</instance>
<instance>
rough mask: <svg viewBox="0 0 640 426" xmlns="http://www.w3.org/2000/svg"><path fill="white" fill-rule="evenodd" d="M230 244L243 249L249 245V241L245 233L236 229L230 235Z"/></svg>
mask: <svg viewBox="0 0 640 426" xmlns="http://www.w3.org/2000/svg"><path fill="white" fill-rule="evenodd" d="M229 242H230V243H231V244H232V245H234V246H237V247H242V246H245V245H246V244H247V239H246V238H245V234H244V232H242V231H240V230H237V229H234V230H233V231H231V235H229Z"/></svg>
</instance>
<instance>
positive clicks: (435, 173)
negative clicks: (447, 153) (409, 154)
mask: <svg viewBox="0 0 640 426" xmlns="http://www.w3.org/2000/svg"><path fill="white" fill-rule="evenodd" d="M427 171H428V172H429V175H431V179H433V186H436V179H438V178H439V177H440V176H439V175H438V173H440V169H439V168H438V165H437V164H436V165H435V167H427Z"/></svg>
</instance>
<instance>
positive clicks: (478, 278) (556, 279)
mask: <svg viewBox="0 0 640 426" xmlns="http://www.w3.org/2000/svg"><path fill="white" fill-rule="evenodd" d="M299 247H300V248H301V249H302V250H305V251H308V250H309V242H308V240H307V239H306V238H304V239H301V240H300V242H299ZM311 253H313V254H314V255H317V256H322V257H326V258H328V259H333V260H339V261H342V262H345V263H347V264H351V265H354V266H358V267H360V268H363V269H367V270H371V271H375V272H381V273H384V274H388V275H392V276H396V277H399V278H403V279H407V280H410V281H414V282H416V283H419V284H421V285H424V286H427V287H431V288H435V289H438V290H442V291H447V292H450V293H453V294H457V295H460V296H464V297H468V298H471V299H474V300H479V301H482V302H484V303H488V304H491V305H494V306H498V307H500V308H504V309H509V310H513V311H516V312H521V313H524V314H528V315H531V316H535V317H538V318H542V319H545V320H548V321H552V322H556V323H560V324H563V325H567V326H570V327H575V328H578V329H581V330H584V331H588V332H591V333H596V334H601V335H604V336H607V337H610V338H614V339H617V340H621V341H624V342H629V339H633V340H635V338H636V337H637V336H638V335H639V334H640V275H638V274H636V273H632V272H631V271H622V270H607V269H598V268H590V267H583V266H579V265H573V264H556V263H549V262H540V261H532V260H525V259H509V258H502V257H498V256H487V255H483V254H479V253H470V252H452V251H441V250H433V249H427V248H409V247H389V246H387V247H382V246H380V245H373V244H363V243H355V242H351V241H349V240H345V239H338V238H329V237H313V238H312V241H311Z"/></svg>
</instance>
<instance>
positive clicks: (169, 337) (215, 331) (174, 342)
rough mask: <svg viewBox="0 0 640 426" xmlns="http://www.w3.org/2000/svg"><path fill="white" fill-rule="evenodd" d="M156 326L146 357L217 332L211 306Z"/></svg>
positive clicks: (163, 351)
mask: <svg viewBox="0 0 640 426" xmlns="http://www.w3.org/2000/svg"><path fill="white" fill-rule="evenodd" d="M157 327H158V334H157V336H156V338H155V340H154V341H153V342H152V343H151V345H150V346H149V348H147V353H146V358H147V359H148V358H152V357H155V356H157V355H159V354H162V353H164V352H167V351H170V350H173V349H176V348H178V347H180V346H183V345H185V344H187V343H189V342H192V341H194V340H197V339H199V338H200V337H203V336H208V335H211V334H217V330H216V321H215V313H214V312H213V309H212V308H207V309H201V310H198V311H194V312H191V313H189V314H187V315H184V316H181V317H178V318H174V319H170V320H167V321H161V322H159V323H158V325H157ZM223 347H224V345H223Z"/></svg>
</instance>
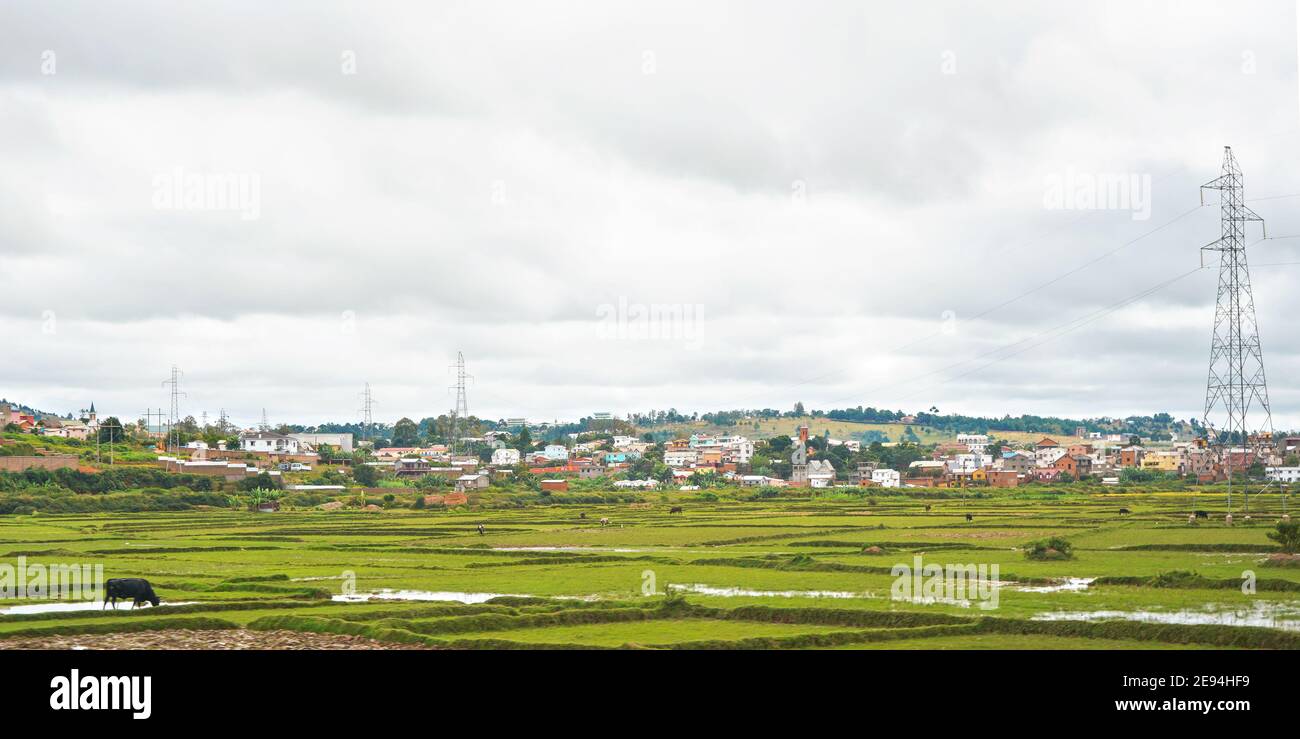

———

> _How to complete this task_:
Above is a listing with pictures. Write it out exactly without them.

> _Expected answer_:
</instance>
<instance>
rough mask: <svg viewBox="0 0 640 426" xmlns="http://www.w3.org/2000/svg"><path fill="white" fill-rule="evenodd" d="M230 244L243 249L249 245V241L245 233L236 229L230 235Z"/></svg>
mask: <svg viewBox="0 0 640 426" xmlns="http://www.w3.org/2000/svg"><path fill="white" fill-rule="evenodd" d="M229 242H230V243H231V244H232V245H234V246H237V247H242V246H245V245H246V244H247V239H246V238H245V234H244V232H242V231H240V230H237V229H234V230H233V231H231V235H229Z"/></svg>
</instance>
<instance>
positive clicks: (435, 173)
negative clicks: (447, 153) (409, 154)
mask: <svg viewBox="0 0 640 426" xmlns="http://www.w3.org/2000/svg"><path fill="white" fill-rule="evenodd" d="M427 171H428V172H429V175H431V179H433V186H436V179H438V178H439V177H440V176H439V175H438V173H440V169H439V168H438V165H437V164H436V165H435V167H427Z"/></svg>
</instance>
<instance>
positive clicks: (478, 278) (556, 279)
mask: <svg viewBox="0 0 640 426" xmlns="http://www.w3.org/2000/svg"><path fill="white" fill-rule="evenodd" d="M299 247H300V248H301V249H302V250H305V251H308V250H309V242H308V240H307V239H306V238H304V239H301V240H300V242H299ZM311 253H313V254H314V255H317V256H322V257H326V258H328V259H333V260H339V261H342V262H345V263H347V264H351V265H354V266H358V267H360V268H363V269H367V270H371V271H375V272H381V273H384V274H388V275H392V276H396V277H399V278H403V279H407V280H410V281H414V282H416V283H419V284H421V285H424V286H427V287H431V288H435V289H438V290H442V291H447V292H450V293H453V294H457V295H460V296H464V297H468V298H471V299H474V300H479V301H482V302H484V303H488V304H491V305H494V306H498V307H500V308H504V309H509V310H513V311H516V312H521V313H524V314H528V315H531V316H535V317H538V318H542V319H545V320H548V321H552V322H556V323H560V324H563V325H567V326H570V327H575V328H578V329H581V330H584V331H588V332H591V333H596V334H601V335H604V336H607V337H610V338H614V339H617V340H621V341H624V342H629V339H633V340H635V338H636V337H637V336H638V335H639V334H640V275H638V274H636V273H632V272H631V271H622V270H607V269H598V268H590V267H583V266H579V265H573V264H556V263H549V262H540V261H532V260H525V259H509V258H502V257H498V256H487V255H483V254H479V253H470V252H452V251H441V250H433V249H427V248H409V247H389V246H387V247H382V246H380V245H373V244H363V243H355V242H351V241H349V240H345V239H338V238H329V237H313V238H312V241H311Z"/></svg>
</instance>
<instance>
positive clicks: (169, 337) (215, 331) (174, 342)
rough mask: <svg viewBox="0 0 640 426" xmlns="http://www.w3.org/2000/svg"><path fill="white" fill-rule="evenodd" d="M156 326L146 357L217 332L211 306Z"/></svg>
positive clicks: (163, 351)
mask: <svg viewBox="0 0 640 426" xmlns="http://www.w3.org/2000/svg"><path fill="white" fill-rule="evenodd" d="M157 327H158V334H157V336H156V338H155V340H154V341H153V342H152V343H151V345H150V346H149V348H147V353H146V358H147V359H148V358H152V357H155V356H157V355H159V354H162V353H164V352H167V351H170V350H173V349H176V348H178V347H180V346H183V345H185V344H187V343H189V342H192V341H194V340H197V339H199V338H200V337H203V336H208V335H211V334H217V330H216V321H215V313H214V312H213V309H212V308H207V309H201V310H198V311H194V312H191V313H189V314H187V315H184V316H181V317H178V318H174V319H170V320H167V321H161V322H159V323H158V325H157ZM223 347H224V345H223Z"/></svg>
</instance>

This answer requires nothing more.